=== WORK REQUIRED ===
The entries underneath need to be duplicated exactly, with none omitted.

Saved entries

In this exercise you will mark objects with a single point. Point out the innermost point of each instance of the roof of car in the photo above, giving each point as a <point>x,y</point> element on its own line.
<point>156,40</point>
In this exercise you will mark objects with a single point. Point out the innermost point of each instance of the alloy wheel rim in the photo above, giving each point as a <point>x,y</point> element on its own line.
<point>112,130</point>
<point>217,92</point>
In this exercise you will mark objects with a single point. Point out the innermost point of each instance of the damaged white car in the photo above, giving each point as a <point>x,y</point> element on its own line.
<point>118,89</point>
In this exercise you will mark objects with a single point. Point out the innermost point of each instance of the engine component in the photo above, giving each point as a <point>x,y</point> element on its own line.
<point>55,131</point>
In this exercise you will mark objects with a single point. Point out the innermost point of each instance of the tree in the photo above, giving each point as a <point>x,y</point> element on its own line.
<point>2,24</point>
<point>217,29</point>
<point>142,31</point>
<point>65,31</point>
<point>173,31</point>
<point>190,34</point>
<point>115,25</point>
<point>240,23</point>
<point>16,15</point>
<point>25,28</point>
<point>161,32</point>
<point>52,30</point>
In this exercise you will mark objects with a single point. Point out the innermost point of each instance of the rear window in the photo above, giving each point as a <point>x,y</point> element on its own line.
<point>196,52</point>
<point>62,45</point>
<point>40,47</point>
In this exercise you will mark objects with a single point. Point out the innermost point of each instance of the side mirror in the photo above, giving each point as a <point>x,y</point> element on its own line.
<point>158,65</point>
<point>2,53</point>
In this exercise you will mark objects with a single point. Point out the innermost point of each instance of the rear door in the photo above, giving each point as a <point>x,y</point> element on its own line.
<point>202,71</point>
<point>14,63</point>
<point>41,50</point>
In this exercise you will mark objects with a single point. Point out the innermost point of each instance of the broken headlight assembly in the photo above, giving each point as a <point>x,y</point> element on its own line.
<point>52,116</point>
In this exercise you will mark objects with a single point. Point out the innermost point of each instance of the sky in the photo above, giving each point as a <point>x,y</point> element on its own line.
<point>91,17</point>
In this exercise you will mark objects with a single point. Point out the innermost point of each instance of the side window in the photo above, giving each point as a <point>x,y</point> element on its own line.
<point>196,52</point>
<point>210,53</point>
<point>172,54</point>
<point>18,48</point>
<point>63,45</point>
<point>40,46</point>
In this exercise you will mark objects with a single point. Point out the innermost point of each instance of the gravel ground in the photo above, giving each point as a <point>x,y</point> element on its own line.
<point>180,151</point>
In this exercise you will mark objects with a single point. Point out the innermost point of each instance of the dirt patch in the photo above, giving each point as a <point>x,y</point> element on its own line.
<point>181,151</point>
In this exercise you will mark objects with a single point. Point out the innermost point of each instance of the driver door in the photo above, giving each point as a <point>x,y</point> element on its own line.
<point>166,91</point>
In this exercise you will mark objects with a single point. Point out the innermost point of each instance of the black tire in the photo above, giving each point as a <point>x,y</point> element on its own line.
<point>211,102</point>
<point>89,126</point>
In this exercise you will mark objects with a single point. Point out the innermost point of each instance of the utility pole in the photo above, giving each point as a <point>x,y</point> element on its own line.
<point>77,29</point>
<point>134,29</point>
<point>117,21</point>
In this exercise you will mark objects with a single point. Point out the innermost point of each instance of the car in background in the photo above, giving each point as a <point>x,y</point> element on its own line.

=== ANSWER BOX ===
In this exercise you will mark objects with a single point. Point out the innermost point of each instance of the roof of car in the photo above, giving each point as a <point>x,y</point> element on its own line.
<point>156,40</point>
In this exercise you will mark objects with a single point. Point out the innermost point of each instance of the alloy wheel rim in the photo above, giving each point as a <point>x,y</point> element on its own line.
<point>112,130</point>
<point>217,92</point>
In this exercise you will mark objects with a single point. Point out the innermost point of each instance of the damaged white car in the photo above, giving each point as a <point>x,y</point> element on its own line.
<point>118,89</point>
In this exercise you will mark objects with a single point. Point out the innermost point of each instance of the engine component in the photo above, giving each point as a <point>x,y</point> element on its own line.
<point>55,131</point>
In this exercise you will mark objects with a single point. Point out the innermost point of each instance of the tree in the photo above, giving each point as a <point>x,y</point> element on its own line.
<point>2,24</point>
<point>217,29</point>
<point>142,31</point>
<point>65,31</point>
<point>173,31</point>
<point>190,34</point>
<point>115,25</point>
<point>240,23</point>
<point>16,15</point>
<point>25,28</point>
<point>161,32</point>
<point>52,30</point>
In this exercise you will mark objects with a single point. Point out the innermost point of each instance of the rear window in the photo above, giving each point as a <point>x,y</point> element on its own line.
<point>196,52</point>
<point>62,45</point>
<point>40,47</point>
In this exercise you will mark objects with a single point. Point out the innermost point of each instance of the side mirror in the photo above, giving each point as a <point>x,y</point> element on its own line.
<point>158,65</point>
<point>2,53</point>
In this exercise you will mark objects with a single point. Point out the innermost point of each instance of the rear door in the photo above, giving each point as a <point>x,y</point> element on its own line.
<point>202,71</point>
<point>14,63</point>
<point>41,50</point>
In this exercise you will mark objects with a single point. Point out the innermost point of each instance of the broken headlight assembly in the photo above, giving each point as a <point>x,y</point> element on its own line.
<point>52,116</point>
In this exercise you will mark objects with a single point. Point out the innermost point of each instance of the sky in the photo above, giving each point as a <point>x,y</point> element on its own line.
<point>91,17</point>
In this exercise you will mark objects with a single point. Point out the innermost point of each instance of the side window in the photo above, giving each point as a <point>x,y</point> element on its own line.
<point>196,52</point>
<point>210,53</point>
<point>172,54</point>
<point>18,48</point>
<point>63,45</point>
<point>40,46</point>
In this exercise you will mark objects with a single point. Point out the innermost point of each instance of the gravel ground in the photo above, giving each point as a <point>x,y</point> element on its own line.
<point>180,151</point>
In this exercise you will mark objects with a single point. Point out the innermost point of each instance of the dirt patch in the photo above, giving each point as a <point>x,y</point> element on its own line.
<point>181,151</point>
In this exercise you will mark objects with a single point. Point out the innermost point of each instance of the driver door in the photo above, giving each point as a <point>x,y</point> element on its own line.
<point>166,91</point>
In this exercise you will mark objects with a single point. Point out the innermost point of each instance of the black tire in the photo above, giving each point as a <point>x,y</point> element on its own line.
<point>211,102</point>
<point>89,126</point>
In this exercise you will mark objects with a single point. Point out the innermost point of each instance of the utility pole in the photo above, giving each point as a <point>x,y</point> element on its own line.
<point>77,29</point>
<point>134,29</point>
<point>117,21</point>
In this exercise you will mark objects with a single point. Point out the innermost point of each instance of the car in background in the photo above, giving each point as a <point>x,y</point> element on its own line.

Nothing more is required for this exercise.